Selected passage:

::::

American editor and writer. Born Dorothy Ewing Dunbar on a farm near Ottawa, Illinois, on December 25, 1896; died of pneumonia on January 3, 1986, in Pennsylvania; third of four children of Helen Elizabeth (Ewing) and Charles E. Dunbar; attended Hyde Park High School in Chicago; graduated cum laude, Northwestern University, B.A., 1917; married Donald C. Bromley, August 1920 (divorced early 1920s).

Longtime editor of a substantially transformed "Women's Page" at the New York Herald Tribune, Dorothy Dunbar Bromley spent a peripatetic childhood. Her father, unsatisfied with each chosen occupation, moved the family from one small town in Illinois to another, before moving to Toledo, Ohio, then on to Chicago. Following her graduation from Northwestern, Bromley enlisted in the French-speaking women's telephone unit attached to the signal corps; she performed her wartime duties in Atlantic City.

While visiting a sister in Detroit, Bromley was hired as secretary to the editor at the Detroit Free Press and was given an opportunity to write reviews. Following her marriage, she and her husband moved to New York where she took a job as reader and editor with Henry Holt and Company (1921–25), until she resigned in order to freelance (1926–34). Bromley's first published article, "Ethics of Alimony," appeared in Harper's magazine. Thus began a series of commentaries on women, including "Feminist—New Style," "What Risk Motherhood" (with the input of Margaret Sanger ), and "Diogenes Looks at the Ladies." During a 1932 sojourn in Europe, Bromley interviewed Léon Blum, Irène Joliot-Curie , and French feminist leaders.

Her first book, Birth Control: Its Use and Misuse (1934), contributed to her hiring as columnist on the women's page of the New York World-Telegram (1935–38); while there, she collaborated with Florence Haxton Britten on Youth and Sex (1938). Bromley then signed on as columnist with the New York Post (1940–42); in 1942, she was invited to edit the Women's Page of the Sunday edition of the New York Herald Tribune. The page was never the same. Replacing club news with national issues, Bromley championed minimum wage for store clerks, asked pointed questions about prisoner of war camps in the U.S., reported on famine in India, and championed equality for racial and religious minorities. Typically, she was the first to interview Lillian Smith about her controversial new book Strange Fruit. Bromley considered Smith a woman of great courage.

::::

Data:
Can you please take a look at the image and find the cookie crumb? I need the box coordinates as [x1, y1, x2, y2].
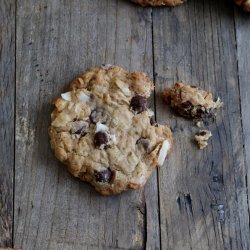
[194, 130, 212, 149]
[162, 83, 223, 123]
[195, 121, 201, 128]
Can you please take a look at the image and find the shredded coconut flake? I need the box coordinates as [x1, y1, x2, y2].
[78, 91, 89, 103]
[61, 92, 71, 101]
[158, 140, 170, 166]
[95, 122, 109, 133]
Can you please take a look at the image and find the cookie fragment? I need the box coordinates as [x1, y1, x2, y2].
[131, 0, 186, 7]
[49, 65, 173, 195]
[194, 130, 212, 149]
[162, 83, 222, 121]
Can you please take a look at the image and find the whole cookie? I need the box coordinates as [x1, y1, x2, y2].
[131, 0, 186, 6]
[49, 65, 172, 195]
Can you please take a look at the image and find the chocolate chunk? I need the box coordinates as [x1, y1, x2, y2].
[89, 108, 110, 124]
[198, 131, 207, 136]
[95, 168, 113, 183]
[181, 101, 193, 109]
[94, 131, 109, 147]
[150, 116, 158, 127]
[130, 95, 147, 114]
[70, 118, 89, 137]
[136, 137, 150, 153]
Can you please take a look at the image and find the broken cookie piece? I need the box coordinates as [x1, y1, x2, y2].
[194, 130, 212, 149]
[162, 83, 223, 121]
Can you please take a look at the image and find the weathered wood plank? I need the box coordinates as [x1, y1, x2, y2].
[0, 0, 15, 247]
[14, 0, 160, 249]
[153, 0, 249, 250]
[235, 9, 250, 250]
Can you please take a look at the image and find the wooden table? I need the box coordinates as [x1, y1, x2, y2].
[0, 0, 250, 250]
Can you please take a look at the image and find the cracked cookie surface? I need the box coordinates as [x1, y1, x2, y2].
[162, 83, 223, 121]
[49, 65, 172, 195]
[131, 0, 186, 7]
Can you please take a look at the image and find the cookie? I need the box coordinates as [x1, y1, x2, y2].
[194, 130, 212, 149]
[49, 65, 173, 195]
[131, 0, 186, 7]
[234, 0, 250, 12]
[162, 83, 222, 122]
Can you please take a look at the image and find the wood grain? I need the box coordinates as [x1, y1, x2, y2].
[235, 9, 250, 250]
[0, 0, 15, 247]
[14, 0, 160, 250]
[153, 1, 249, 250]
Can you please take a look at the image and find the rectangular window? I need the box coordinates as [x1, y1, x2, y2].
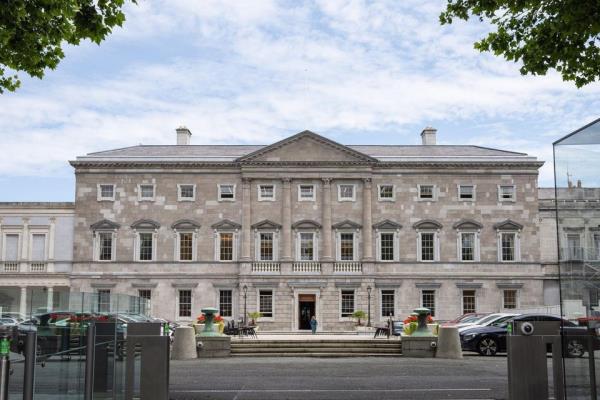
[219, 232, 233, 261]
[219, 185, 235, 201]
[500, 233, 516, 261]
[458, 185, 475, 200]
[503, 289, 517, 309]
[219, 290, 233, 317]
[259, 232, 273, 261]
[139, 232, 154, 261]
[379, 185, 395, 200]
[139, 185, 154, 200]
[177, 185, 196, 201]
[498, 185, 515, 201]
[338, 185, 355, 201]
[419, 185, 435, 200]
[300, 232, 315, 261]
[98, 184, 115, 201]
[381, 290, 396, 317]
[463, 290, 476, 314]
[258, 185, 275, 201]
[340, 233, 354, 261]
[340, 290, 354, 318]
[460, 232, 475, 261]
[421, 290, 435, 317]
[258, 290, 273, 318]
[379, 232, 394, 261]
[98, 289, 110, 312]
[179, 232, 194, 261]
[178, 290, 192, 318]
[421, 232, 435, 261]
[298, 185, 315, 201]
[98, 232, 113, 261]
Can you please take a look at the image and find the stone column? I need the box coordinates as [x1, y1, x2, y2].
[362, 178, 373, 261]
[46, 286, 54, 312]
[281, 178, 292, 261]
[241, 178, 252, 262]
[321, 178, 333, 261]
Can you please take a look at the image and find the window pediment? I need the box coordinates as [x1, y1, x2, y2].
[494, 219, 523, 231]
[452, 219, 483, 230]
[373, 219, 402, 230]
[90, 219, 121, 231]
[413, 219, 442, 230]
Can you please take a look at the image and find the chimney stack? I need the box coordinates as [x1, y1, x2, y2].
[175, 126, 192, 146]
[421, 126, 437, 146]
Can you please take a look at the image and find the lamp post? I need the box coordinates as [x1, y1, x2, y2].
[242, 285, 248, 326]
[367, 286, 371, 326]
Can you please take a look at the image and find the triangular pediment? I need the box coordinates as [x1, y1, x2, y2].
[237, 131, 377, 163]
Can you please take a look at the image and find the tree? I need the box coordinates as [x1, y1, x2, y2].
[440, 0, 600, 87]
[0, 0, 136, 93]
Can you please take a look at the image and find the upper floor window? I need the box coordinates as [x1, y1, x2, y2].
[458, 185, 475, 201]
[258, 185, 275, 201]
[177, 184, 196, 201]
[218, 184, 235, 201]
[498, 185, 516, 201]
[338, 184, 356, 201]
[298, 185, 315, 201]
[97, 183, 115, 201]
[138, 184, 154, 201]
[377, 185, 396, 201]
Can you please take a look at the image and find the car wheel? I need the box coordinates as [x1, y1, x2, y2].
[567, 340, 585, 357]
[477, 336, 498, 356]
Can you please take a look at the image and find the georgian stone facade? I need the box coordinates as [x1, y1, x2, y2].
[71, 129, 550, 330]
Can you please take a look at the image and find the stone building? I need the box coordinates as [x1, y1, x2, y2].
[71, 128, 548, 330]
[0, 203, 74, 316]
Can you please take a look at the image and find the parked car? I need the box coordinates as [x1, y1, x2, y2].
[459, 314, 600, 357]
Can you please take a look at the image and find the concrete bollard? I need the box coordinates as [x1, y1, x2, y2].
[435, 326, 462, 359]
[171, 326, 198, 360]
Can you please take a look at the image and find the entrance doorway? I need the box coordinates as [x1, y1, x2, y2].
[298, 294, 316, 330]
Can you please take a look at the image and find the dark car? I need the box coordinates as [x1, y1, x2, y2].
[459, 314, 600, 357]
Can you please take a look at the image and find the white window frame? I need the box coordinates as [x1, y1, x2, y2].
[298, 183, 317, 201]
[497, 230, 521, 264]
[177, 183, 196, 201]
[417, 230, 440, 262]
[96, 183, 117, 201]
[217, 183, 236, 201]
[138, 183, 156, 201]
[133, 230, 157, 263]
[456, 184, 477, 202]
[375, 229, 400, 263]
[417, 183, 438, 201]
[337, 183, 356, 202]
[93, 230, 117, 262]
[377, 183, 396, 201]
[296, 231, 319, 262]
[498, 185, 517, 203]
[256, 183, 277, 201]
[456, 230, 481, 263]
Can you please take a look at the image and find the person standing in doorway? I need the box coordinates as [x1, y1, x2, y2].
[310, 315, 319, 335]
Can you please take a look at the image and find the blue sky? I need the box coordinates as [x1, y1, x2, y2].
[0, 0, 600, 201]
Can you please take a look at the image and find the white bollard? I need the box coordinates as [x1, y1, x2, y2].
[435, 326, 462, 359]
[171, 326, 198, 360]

::::

Problems and tasks:
• A. Edit the passage on Dorothy Dunbar Bromley from "American editor and" to "in Atlantic City.", using "wandering" in place of "peripatetic".
• B. According to the passage on Dorothy Dunbar Bromley, why was her childhood peripatetic?
These records were taken from a separate source.

Answers below:
• A.
American editor and writer. Born Dorothy Ewing Dunbar on a farm near Ottawa, Illinois, on December 25, 1896; died of pneumonia on January 3, 1986, in Pennsylvania; third of four children of Helen Elizabeth (Ewing) and Charles E. Dunbar; attended Hyde Park High School in Chicago; graduated cum laude, Northwestern University, B.A., 1917; married Donald C. Bromley, August 1920 (divorced early 1920s).

Longtime editor of a substantially transformed "Women's Page" at the New York Herald Tribune, Dorothy Dunbar Bromley spent a wandering childhood. Her father, unsatisfied with each chosen occupation, moved the family from one small town in Illinois to another, before moving to Toledo, Ohio, then on to Chicago. Following her graduation from Northwestern, Bromley enlisted in the French-speaking women's telephone unit attached to the signal corps; she performed her wartime duties in Atlantic City.

• B. Her father was unsatisfied with each occupation he chose. He kept moving the family from one small town in Illinois to another, then to Toledo, Ohio, and then on to Chicago.